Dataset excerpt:
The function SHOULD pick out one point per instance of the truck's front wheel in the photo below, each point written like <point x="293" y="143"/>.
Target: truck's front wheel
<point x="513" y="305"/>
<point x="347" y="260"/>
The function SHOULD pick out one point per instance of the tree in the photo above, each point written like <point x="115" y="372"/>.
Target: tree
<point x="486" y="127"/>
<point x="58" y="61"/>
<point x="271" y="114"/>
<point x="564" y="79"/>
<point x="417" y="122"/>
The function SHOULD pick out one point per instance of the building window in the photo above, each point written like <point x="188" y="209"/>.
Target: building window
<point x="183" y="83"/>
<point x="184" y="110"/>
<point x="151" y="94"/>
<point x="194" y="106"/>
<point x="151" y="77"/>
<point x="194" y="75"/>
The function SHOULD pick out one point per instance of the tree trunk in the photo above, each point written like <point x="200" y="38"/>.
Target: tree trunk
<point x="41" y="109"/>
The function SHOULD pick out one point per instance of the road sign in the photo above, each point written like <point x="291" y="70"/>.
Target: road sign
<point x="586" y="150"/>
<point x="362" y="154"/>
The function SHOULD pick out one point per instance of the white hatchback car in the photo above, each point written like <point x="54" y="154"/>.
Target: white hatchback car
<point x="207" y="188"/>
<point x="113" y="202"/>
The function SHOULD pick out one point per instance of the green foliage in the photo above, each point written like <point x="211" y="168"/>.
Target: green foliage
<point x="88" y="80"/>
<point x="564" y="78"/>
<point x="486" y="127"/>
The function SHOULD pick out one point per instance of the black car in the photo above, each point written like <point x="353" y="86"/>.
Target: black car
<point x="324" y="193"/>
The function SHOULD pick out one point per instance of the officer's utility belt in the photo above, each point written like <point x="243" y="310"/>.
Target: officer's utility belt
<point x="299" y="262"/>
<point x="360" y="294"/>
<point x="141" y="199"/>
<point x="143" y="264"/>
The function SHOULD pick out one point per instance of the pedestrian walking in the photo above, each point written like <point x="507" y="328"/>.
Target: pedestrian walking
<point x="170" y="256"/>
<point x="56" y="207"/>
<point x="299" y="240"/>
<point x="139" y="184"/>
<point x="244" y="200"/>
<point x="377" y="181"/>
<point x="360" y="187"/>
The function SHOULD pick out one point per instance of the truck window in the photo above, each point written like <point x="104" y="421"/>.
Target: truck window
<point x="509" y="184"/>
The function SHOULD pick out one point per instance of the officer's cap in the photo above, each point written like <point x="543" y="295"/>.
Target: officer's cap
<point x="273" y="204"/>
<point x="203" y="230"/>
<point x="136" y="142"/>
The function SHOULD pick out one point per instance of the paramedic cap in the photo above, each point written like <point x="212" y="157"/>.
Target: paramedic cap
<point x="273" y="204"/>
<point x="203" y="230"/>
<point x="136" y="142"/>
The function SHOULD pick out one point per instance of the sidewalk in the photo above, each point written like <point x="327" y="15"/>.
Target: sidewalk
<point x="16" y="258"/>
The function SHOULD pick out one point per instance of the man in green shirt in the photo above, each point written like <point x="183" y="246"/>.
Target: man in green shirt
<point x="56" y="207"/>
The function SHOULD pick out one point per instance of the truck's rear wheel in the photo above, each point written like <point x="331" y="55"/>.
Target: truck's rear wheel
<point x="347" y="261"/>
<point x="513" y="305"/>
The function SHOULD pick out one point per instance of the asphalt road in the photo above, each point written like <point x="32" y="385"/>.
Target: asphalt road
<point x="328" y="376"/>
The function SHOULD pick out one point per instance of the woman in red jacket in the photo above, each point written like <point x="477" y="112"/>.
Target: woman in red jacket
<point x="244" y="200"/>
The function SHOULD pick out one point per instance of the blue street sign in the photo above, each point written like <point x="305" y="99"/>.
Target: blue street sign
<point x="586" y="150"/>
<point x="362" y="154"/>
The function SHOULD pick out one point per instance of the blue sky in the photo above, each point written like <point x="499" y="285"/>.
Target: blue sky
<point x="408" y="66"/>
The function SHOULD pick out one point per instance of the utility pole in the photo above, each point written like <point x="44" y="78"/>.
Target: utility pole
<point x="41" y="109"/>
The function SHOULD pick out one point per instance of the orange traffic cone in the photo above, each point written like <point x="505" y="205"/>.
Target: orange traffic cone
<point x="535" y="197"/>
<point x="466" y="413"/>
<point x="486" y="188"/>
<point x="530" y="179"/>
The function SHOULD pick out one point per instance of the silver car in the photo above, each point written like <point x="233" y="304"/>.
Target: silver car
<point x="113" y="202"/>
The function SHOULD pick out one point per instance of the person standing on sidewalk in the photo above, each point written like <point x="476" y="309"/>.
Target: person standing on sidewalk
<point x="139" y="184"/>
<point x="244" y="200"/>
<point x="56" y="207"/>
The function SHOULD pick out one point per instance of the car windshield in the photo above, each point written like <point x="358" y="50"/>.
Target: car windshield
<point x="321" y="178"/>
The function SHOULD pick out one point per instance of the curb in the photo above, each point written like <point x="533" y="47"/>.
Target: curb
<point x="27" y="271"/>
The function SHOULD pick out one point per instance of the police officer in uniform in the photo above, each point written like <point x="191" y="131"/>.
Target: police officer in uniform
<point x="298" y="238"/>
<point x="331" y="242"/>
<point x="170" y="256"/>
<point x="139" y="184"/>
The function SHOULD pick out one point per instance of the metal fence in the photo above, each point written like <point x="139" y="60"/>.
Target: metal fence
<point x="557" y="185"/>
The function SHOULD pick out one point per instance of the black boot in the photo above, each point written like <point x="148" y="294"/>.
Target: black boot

TO DO:
Retype the listing. Match it exactly.

RESPONSE BELOW:
The function SHOULD pick out one point per instance of the truck's front wheel in the photo below, each point written like <point x="293" y="143"/>.
Target: truck's front wheel
<point x="513" y="305"/>
<point x="347" y="260"/>
The function SHOULD pick out one point per instance of the tree in the photo above, each point written like <point x="115" y="372"/>.
Target: tree
<point x="486" y="127"/>
<point x="58" y="61"/>
<point x="271" y="114"/>
<point x="564" y="79"/>
<point x="417" y="122"/>
The function SHOULD pick out one point per instance of the building window in the photo above, each point written like <point x="188" y="209"/>.
Target: building window
<point x="183" y="83"/>
<point x="184" y="110"/>
<point x="151" y="94"/>
<point x="194" y="106"/>
<point x="151" y="77"/>
<point x="194" y="75"/>
The function SHOULD pick out one point per instance of the tree trunk in the photo above, each point written like <point x="200" y="38"/>.
Target: tree trunk
<point x="41" y="109"/>
The function SHOULD pick out one point per instance of the road sign in the photo above, each point written like <point x="291" y="70"/>.
Target: road sign
<point x="586" y="150"/>
<point x="362" y="154"/>
The function SHOULD pick out one point per instance of the white hatchback car in the photo above, each point written like <point x="54" y="154"/>.
Target: white hatchback car
<point x="207" y="188"/>
<point x="113" y="202"/>
The function SHOULD pick out one point per instance of the green foliage in the photo above, each point written like <point x="211" y="168"/>.
Target: green foliage
<point x="88" y="80"/>
<point x="564" y="78"/>
<point x="486" y="127"/>
The function SHOULD pick out one point per instance of the black car in the photo above, each point written like <point x="353" y="86"/>.
Target: black car
<point x="324" y="193"/>
The function SHOULD pick out one point per instance of the officer's utility belt in the photo above, each point written like <point x="243" y="310"/>.
Target: officer's utility belt
<point x="299" y="262"/>
<point x="360" y="294"/>
<point x="141" y="199"/>
<point x="143" y="264"/>
The function SHOULD pick out one point per instance of the pedestrian walking in the photo above, each point written like <point x="507" y="328"/>.
Target: pedestrian walking
<point x="170" y="256"/>
<point x="56" y="207"/>
<point x="299" y="240"/>
<point x="139" y="184"/>
<point x="244" y="200"/>
<point x="377" y="181"/>
<point x="360" y="187"/>
The function SHOULD pick out one point per instance of the truck window in the photo above, each point written like <point x="104" y="421"/>.
Target: truck window
<point x="509" y="184"/>
The function SHOULD pick out one point per instance of the officer's cap in the photo above, each point written like <point x="543" y="295"/>.
Target: officer's cap
<point x="273" y="204"/>
<point x="203" y="230"/>
<point x="136" y="142"/>
The function SHOULD pick out one point per instance of the paramedic cap in the photo above, each point written like <point x="212" y="157"/>.
Target: paramedic cap
<point x="273" y="204"/>
<point x="203" y="230"/>
<point x="136" y="142"/>
The function SHOULD pick out one point per instance of the sidewalk in the photo above, each point written like <point x="327" y="15"/>.
Target: sidewalk
<point x="16" y="258"/>
The function SHOULD pick out one point per instance of the man in green shirt in the photo above, each point written like <point x="183" y="246"/>.
Target: man in green shirt
<point x="56" y="207"/>
The function SHOULD pick out one point per instance of the truck's rear wheel in the photo above, each point written like <point x="331" y="55"/>.
Target: truck's rear wheel
<point x="347" y="261"/>
<point x="513" y="305"/>
The function SHOULD pick out one point per instance of the asphalt road in the photo above, each point written like <point x="32" y="385"/>.
Target: asphalt road
<point x="328" y="376"/>
The function SHOULD pick out one point per instance of the woman in red jacket in the photo above, each point written like <point x="477" y="112"/>.
Target: woman in red jacket
<point x="244" y="200"/>
The function SHOULD pick out one point per instance of the blue street sign in the photo above, each point written like <point x="305" y="99"/>.
Target: blue street sign
<point x="586" y="150"/>
<point x="362" y="154"/>
The function SHOULD pick out one point per instance of the blue sky in the photo above, each point written like <point x="499" y="285"/>.
Target: blue sky
<point x="408" y="66"/>
The function SHOULD pick out one point per instance of the utility pole in the photo above, each point written like <point x="44" y="78"/>.
Target: utility pole
<point x="41" y="109"/>
The function SHOULD pick out one point per instance of the orange traffic cone in the photo above, each point written like <point x="505" y="205"/>.
Target: orange traffic cone
<point x="535" y="197"/>
<point x="466" y="413"/>
<point x="486" y="188"/>
<point x="530" y="179"/>
The function SHOULD pick out one point per instance of the silver car in the photo above, each point written like <point x="233" y="304"/>.
Target: silver car
<point x="113" y="202"/>
The function SHOULD pick out one point per instance of the person standing on sidewalk in the photo above, each point written like <point x="476" y="309"/>.
Target: person standing on sidewalk
<point x="139" y="184"/>
<point x="244" y="200"/>
<point x="56" y="207"/>
The function SHOULD pick out one point per instance of the car windshield in the photo above, each point written like <point x="358" y="50"/>.
Target: car windshield
<point x="321" y="178"/>
The function SHOULD pick out one point per instance of the curb in the photo above, each point written like <point x="533" y="47"/>.
Target: curb
<point x="27" y="271"/>
The function SHOULD pick out one point per instance of the police officer in uniform in the photo above, each point written like <point x="191" y="131"/>.
Target: police officer in uniform
<point x="298" y="238"/>
<point x="331" y="242"/>
<point x="170" y="256"/>
<point x="139" y="184"/>
The function SHOULD pick out one point per instance of the metal fence in the photo above, each point written like <point x="139" y="60"/>.
Target: metal fence
<point x="557" y="185"/>
The function SHOULD pick out one point per instance of the black boot in the photo above, each point written like <point x="148" y="294"/>.
Target: black boot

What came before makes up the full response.